**What you will do**. Retype all of the data exactly as given.

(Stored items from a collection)
=== Section Start ===

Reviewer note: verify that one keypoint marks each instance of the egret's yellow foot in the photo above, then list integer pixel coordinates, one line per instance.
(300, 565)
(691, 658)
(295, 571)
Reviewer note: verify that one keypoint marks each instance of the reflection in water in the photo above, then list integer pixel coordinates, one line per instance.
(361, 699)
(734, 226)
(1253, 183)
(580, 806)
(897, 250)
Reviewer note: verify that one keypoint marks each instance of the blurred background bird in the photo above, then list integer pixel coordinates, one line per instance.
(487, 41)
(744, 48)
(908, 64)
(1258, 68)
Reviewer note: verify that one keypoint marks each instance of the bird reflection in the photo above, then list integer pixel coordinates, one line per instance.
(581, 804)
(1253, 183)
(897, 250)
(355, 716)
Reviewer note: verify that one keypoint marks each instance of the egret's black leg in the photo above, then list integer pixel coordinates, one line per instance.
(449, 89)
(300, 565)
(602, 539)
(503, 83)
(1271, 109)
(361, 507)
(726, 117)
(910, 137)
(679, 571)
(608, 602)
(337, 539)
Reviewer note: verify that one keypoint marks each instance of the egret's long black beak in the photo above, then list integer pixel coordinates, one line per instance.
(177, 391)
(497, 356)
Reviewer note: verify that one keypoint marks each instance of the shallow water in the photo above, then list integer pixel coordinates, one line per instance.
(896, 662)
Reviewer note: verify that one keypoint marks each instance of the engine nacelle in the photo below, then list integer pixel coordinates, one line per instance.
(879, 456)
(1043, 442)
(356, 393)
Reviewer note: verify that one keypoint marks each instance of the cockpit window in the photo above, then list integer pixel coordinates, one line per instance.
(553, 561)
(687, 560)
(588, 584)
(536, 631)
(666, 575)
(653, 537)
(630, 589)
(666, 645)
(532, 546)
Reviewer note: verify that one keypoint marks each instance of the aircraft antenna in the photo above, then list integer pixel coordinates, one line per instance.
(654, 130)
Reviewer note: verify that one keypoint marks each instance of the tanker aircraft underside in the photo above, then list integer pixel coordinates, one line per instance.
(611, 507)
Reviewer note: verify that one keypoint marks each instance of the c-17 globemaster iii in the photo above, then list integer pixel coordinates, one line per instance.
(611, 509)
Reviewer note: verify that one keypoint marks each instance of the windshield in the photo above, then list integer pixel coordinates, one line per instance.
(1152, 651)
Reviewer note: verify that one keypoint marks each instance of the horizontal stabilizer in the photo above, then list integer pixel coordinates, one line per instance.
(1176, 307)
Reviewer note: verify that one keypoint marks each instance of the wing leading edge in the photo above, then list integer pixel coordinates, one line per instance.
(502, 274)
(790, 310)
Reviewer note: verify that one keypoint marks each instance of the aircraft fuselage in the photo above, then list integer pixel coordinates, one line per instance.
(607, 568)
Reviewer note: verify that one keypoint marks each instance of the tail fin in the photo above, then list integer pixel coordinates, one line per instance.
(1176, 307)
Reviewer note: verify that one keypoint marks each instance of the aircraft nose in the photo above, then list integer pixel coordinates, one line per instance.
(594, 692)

=== Section End ===

**Task output**.
Reviewer note: verify that one keypoint marks each instance of the egret's yellow foot in the photo above, then list integer pixel coordinates, one line per instance.
(300, 565)
(691, 658)
(295, 571)
Reviewer note: verify that one keypoint marks each instance of the reflection in water in the photo above, then list integer pixel coordinates, one line per instance.
(361, 699)
(734, 226)
(1253, 183)
(580, 806)
(897, 250)
Reviewer note: verify that one keypoint marks each instance of the blurred background bird in the photo above, then list integer pixel coordinates, one line per instance.
(487, 41)
(744, 48)
(908, 64)
(1258, 68)
Reviewer note: verify that one keypoint marks each instance of the bird reflection in the photo above, then list integer pixel coordinates, one line per instance.
(581, 804)
(1253, 183)
(897, 250)
(355, 716)
Reviewer note: verify that one keypoint marks each instance of the egret's black leg in the photo above, then list integer pixel coordinates, one line per instance.
(449, 89)
(300, 565)
(602, 539)
(503, 83)
(1271, 109)
(361, 507)
(726, 117)
(910, 137)
(679, 571)
(608, 602)
(337, 539)
Reviewer note: verify that one keypoint marks each instance of the egret's long black beak in the photo above, then list integer pixel coordinates, one line per instance.
(177, 391)
(497, 356)
Reviewer note: verify that one keypoint marks each instance of the shallow water in the photo above, then list integer pixel coordinates, one line per instance.
(896, 662)
Reviewer note: verify that one keypoint marks each instance of the engine nacelle in the photo below, then list integer pixel coordinates, one line per instance.
(879, 456)
(1043, 442)
(356, 393)
Reviewer note: verify that one keypoint marks each instance of the cockpit window in the photo above, then list integer pixel coordinates, one line per instance.
(553, 561)
(687, 560)
(588, 584)
(536, 631)
(666, 575)
(653, 537)
(630, 589)
(666, 645)
(532, 546)
Reviewer note: verify that one keypoint marks each instance of the aircraft antenna in the photo above, then list integer pixel coordinates, one line per instance.
(654, 130)
Reviewer note: verify that one keypoint marks each instance of the tanker aircraft underside in the photo above, then list integer pixel coordinates, one line per instance.
(611, 507)
Reviewer note: verify that one keypoint marks each instance of the c-17 globemaster iii in the photo above, then list integer pixel coordinates, one line per instance.
(611, 509)
Reviewer note: verify that one keypoint marks each instance of the windshield in the photo above, then list integer pixel coordinates, one line per instance.
(1152, 651)
Reviewer note: verify that one keypoint marks each instance of the horizontal stabilizer in the photo above, then list integer pixel coordinates, one line per instance.
(1176, 307)
Reviewer note: verify that one keypoint marks each instance of the wing leading edge in the photo above, then list integer pixel coordinates, one line per instance.
(502, 274)
(790, 310)
Reviewer note: verify that one keypoint marks each instance of the aircraft fuselage in the photo above, then list integer pixel coordinates, one line per instance.
(607, 568)
Reviewer note: verify that one keypoint marks each instance of the tail fin in the photo above, then list integer pixel coordinates, one line per instance.
(1176, 307)
Reviewer note: verify that one keypoint marks each instance of the aircraft nose in the photo above, then list integer pixel coordinates, one line per instance.
(594, 692)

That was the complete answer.